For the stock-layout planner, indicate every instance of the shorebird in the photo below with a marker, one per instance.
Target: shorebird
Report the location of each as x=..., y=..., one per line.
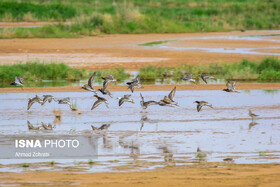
x=147, y=103
x=200, y=104
x=134, y=84
x=252, y=124
x=200, y=154
x=18, y=81
x=48, y=98
x=252, y=115
x=102, y=127
x=65, y=101
x=99, y=101
x=107, y=80
x=125, y=98
x=31, y=127
x=31, y=101
x=168, y=101
x=47, y=127
x=89, y=85
x=187, y=77
x=205, y=77
x=228, y=160
x=231, y=87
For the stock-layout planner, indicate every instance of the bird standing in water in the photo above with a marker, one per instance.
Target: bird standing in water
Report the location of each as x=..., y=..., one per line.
x=200, y=104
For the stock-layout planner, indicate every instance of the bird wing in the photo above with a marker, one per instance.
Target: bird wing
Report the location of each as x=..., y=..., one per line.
x=121, y=101
x=166, y=100
x=45, y=100
x=30, y=103
x=91, y=79
x=172, y=94
x=151, y=103
x=229, y=85
x=104, y=126
x=105, y=84
x=199, y=106
x=204, y=79
x=127, y=96
x=19, y=80
x=131, y=87
x=96, y=104
x=94, y=128
x=142, y=97
x=233, y=84
x=137, y=79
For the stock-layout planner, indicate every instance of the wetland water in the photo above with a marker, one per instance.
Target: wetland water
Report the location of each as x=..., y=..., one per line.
x=186, y=44
x=158, y=136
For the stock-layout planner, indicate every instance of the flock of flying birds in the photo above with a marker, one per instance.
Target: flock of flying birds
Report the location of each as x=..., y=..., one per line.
x=135, y=83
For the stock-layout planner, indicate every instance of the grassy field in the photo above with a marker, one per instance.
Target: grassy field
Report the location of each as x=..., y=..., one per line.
x=138, y=16
x=267, y=69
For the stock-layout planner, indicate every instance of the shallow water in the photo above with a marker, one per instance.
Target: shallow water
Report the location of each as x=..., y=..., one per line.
x=231, y=50
x=142, y=138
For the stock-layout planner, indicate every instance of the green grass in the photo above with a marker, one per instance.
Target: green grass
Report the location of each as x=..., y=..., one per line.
x=141, y=16
x=25, y=165
x=41, y=71
x=17, y=11
x=37, y=71
x=267, y=69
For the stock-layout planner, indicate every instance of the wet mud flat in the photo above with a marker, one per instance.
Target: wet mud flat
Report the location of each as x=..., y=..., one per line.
x=140, y=139
x=127, y=50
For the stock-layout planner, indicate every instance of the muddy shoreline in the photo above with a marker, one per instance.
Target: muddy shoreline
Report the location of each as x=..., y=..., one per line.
x=210, y=174
x=123, y=50
x=241, y=86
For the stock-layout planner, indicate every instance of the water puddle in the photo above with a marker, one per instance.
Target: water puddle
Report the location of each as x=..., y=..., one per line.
x=156, y=137
x=176, y=44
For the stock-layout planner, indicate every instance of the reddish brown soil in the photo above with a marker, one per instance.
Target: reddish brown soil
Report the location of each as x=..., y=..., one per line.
x=124, y=50
x=199, y=175
x=241, y=86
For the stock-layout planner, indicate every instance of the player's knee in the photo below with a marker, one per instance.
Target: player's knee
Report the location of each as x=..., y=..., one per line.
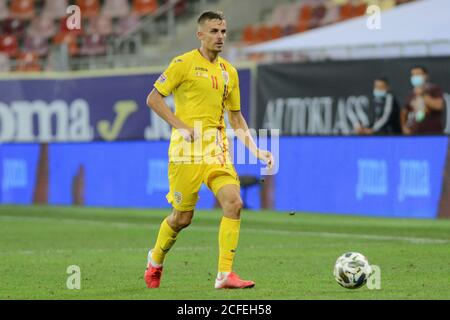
x=234, y=205
x=181, y=220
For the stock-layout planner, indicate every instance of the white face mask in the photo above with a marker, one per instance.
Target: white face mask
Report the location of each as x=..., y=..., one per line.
x=417, y=81
x=379, y=93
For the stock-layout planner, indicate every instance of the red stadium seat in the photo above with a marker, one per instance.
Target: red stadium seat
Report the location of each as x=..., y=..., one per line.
x=304, y=19
x=248, y=34
x=22, y=9
x=101, y=25
x=70, y=39
x=116, y=8
x=276, y=32
x=9, y=45
x=36, y=44
x=4, y=63
x=64, y=28
x=127, y=24
x=263, y=33
x=89, y=8
x=13, y=26
x=93, y=45
x=346, y=12
x=28, y=62
x=55, y=9
x=144, y=7
x=317, y=15
x=4, y=10
x=42, y=26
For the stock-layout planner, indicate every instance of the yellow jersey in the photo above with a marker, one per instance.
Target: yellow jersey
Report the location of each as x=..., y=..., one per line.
x=202, y=91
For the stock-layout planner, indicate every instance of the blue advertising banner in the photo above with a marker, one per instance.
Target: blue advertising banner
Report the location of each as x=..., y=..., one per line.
x=84, y=109
x=376, y=176
x=390, y=176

+---+

Copy all of the rows above word for word, leaving out the pictures.

For the stock-layout planner, indicate every instance of the shorebird in the photo below with a marker, one per instance.
Target: shorebird
Report the location of each as x=..., y=..., one per line.
x=147, y=103
x=200, y=104
x=134, y=84
x=252, y=124
x=200, y=154
x=18, y=81
x=48, y=98
x=252, y=115
x=102, y=127
x=65, y=101
x=99, y=101
x=107, y=80
x=125, y=98
x=31, y=127
x=31, y=101
x=168, y=101
x=47, y=127
x=89, y=85
x=187, y=77
x=205, y=77
x=228, y=160
x=231, y=87
For the stock-layout planner, indicate every instance of the bird standing in water in the photo above with a marker, one per instance.
Target: bird standing in water
Report the location of each as x=..., y=..., one per line.
x=200, y=104
For the stock-layout planner, indicate every instance of the bird wing in the photo above with a marker, one per instance.
Target: bird wing
Report the location of each as x=..., y=..., one per line.
x=121, y=101
x=166, y=100
x=45, y=100
x=30, y=103
x=91, y=79
x=172, y=94
x=151, y=103
x=229, y=85
x=104, y=126
x=105, y=84
x=199, y=106
x=204, y=79
x=127, y=96
x=19, y=80
x=131, y=87
x=96, y=104
x=94, y=128
x=142, y=97
x=233, y=84
x=137, y=79
For the stock-layout planner, indicate every instance of the wetland water in the photo above with a marker, one per instance.
Target: wetland water
Report the location of each as x=..., y=..., one per line.
x=186, y=44
x=158, y=136
For the stock-layout planner, indicate every instance of the flock of flying birds in the photo above with a marker, one per instance.
Target: flock of flying birds
Report the location of each as x=..., y=..., one per line.
x=135, y=83
For the stock-layout planner, indicate every instance of the grassy field in the photo above with a marker, one per instance.
Target: grassy field
Report the location of each as x=..., y=..., one per line.
x=138, y=16
x=267, y=69
For the stock-layout planner, indicate every instance of the shallow water in the photo above with a marker, one per instance.
Target: shallow water
Report the location of each as x=..., y=..., one per line.
x=231, y=50
x=142, y=138
For the stock-layout planner, indicate every instance of the green grass in the photo above with a marker, one per instance.
Target: green grass
Report the location of each as x=..., y=..., one per line.
x=141, y=16
x=25, y=165
x=41, y=71
x=17, y=11
x=37, y=71
x=267, y=69
For the stock-layout planner, indicate every instance of the wet mud flat in the photo above with a marker, one per instance.
Target: wet mud flat
Report the location of each as x=..., y=..., one per line.
x=140, y=139
x=127, y=50
For the stock-layout planner, indicate every instance of the muddy shoreline in the photo above with a marker, one per instance.
Target: muddy shoreline
Report the location of each as x=..., y=..., one per line.
x=210, y=174
x=123, y=50
x=241, y=86
For the stock-layout planner, indicate every instance of the water puddle in the photo above with a marker, one per instance.
Target: water puddle
Report the location of each as x=..., y=..., one per line.
x=156, y=137
x=176, y=44
For the stock-layout planner, indicate every instance of the reddish brown soil in the photo above with a marker, one per instance.
Target: reddish brown soil
Report the location of each as x=..., y=..., one per line.
x=124, y=50
x=199, y=175
x=241, y=86
For the stock-layout planner, indicate every instance of the player's knee in the photo below with a marker, one per instance.
Target: player's knee
Report the location of each as x=..., y=..., one per line.
x=234, y=205
x=181, y=220
For the stock-layout planner, indicate every instance of the white face mask in the photo above with a marker, one per instance.
Target: white face mask
Report the location of each as x=..., y=..., one per line.
x=417, y=81
x=379, y=93
For the stock-layout planner, indicate every instance of the red stadium seat in the photo above with a marker, one per instance.
Target: red stadium seat
Report the location of each as x=..., y=..., one per line.
x=304, y=19
x=248, y=34
x=22, y=9
x=101, y=25
x=70, y=39
x=116, y=8
x=276, y=32
x=9, y=45
x=36, y=44
x=4, y=63
x=64, y=28
x=127, y=24
x=263, y=33
x=89, y=8
x=13, y=26
x=93, y=45
x=346, y=12
x=28, y=62
x=55, y=9
x=144, y=7
x=317, y=15
x=4, y=10
x=42, y=26
For the stock-layout planner, indicate every instance of the yellow jersey in the photo above with a marker, one per instance.
Target: yellow jersey
Report the location of each as x=..., y=..., one per line.
x=202, y=91
For the stock-layout planner, indicate every instance of the blue advertising banner in the photo above with a marker, one per instance.
Target: blue advertising banner
Report the location of each as x=..., y=..., one per line.
x=84, y=109
x=376, y=176
x=390, y=176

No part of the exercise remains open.